* _GIVEN INSTRUCTION A_: In the passage about the publication of Les Misérables, on what street did people crowd outside Pagnerre's bookshop on the morning of 15 May?

It was, perhaps, my first love affair.

How old was I?  Ten, eleven, maybe?

It was the book I read late at night, pushing a blanket under the crack under my bedroom door, so my father wouldn’t see the light in my room and know I was still awake until the wee hours. (I lived in fear that he might go outdoors, and see the lamplight blazing from the second-story window.)  I lugged Victor Hugo‘s tome outdoors as during school recess in the bone-numbing Michigan winter, while my teachers tried to drive me into the group sports that made one “well-rounded.”  If I were 12 and not 11 (can’t recall, really) it would also have my secret companion while the teacher droned – carefully hidden half-inside the desk, so it could easily be shoved inside should the teacher begin patrolling the aisles. It was the touchstone of my youth.

Happy birthday, Les Misérables.  This year celebrates the 150th year since the book’s publication in 1862.

Clearly, I was not the only enthusiast.  Although it was scathingly reviewed, it was a popular success. According to Graham Robb’s 1997 biography (a long excerpt is at “A Practical Policy” here):

By the time Parts II and III appeared on 15 May, it was clear that Hugo had achieved the impossible: selling a work of serious fiction for the masses, or, for the time being, inspiring the masses with a desire to read it. It was one of the last universally accessible masterpieces of Western literature, and a disturbing sign that class barriers had been breached. The oxymoronic opinions of critics betray the unease created by Hugo — that the lower orders might also have their literature: ‘a cabinet de lecture novel written by a man of genius’, according to Lytton Strachey half a century later, still fighting ‘bad taste’. In other words, Les Misérables was a jolly good book, but Victor Hugo never should have written it.

The view from the street was an inspiring contrast. At six o’clock on the morning of 15 May, inhabitants of the Rue de Seine on the Left Bank woke to find their narrow street jammed with what looked like a bread queue. People from all walks of life had come with wheelbarrows and hods and were squashed up against the door of Pagnerre’s bookshop, which unfortunately opened outwards. Inside, thousands of copies of Les Misérables stood in columns that reached the ceiling. A few hours later, they had all vanished. Mme. Hugo, who was in Paris giving interviews, tried to persuade Hugo’s spineless allies to support the book and invited them to dinner; but Gautier had flu, Janin had ‘an attack of gout’, and George Sand excused herself on the grounds that she always over-ate when she was invited out. But the nameless readers remained loyal. Factory workers set up subscriptions to buy what would otherwise have cost them several weeks’ wages.

* _PROVIDED ENTRIES_:
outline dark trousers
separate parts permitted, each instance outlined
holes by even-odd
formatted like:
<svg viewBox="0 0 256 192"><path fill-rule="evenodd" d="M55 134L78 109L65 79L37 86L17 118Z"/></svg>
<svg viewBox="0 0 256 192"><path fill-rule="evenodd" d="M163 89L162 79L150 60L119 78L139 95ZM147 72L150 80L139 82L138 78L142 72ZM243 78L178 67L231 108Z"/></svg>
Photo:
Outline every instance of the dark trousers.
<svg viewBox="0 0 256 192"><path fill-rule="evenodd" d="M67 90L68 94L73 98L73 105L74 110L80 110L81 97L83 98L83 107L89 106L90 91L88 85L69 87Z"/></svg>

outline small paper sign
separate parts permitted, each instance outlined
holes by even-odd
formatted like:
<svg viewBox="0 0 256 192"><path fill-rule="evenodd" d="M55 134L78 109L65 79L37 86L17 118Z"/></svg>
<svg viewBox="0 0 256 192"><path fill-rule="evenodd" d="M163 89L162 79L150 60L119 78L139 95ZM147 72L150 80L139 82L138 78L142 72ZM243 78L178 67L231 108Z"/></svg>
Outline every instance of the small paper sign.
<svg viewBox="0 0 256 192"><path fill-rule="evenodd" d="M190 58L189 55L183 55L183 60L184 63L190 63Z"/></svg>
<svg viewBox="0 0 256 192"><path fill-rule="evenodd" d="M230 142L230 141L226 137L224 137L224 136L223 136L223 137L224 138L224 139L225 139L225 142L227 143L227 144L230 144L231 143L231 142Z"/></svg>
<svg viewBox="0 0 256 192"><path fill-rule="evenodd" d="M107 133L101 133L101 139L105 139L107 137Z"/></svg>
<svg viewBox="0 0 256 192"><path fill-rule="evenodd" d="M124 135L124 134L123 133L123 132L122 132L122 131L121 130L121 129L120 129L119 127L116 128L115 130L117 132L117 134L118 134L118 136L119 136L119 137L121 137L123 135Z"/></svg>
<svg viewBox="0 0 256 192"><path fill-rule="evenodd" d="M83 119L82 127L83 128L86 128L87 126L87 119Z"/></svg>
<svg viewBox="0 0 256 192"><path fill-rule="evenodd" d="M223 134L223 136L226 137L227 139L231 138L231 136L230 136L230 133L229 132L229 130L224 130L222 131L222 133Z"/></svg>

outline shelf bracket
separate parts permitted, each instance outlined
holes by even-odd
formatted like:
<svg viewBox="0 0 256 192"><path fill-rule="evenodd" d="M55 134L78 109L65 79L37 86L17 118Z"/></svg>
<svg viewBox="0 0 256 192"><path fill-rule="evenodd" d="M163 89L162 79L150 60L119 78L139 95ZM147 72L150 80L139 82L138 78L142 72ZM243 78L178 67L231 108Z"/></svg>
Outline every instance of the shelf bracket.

* _GIVEN INSTRUCTION B_: Extract the records exactly, from the line containing "outline shelf bracket" through the final line of the records.

* _WRITTEN ANSWER A_: The Rue de Seine, on the Left Bank.

* _WRITTEN ANSWER B_:
outline shelf bracket
separate parts permitted, each instance outlined
holes by even-odd
formatted like:
<svg viewBox="0 0 256 192"><path fill-rule="evenodd" d="M55 134L78 109L65 79L37 86L17 118Z"/></svg>
<svg viewBox="0 0 256 192"><path fill-rule="evenodd" d="M163 89L162 79L150 60L119 78L139 95ZM147 72L150 80L139 82L138 78L142 72ZM243 78L178 67L231 108Z"/></svg>
Outline every instance of the shelf bracket.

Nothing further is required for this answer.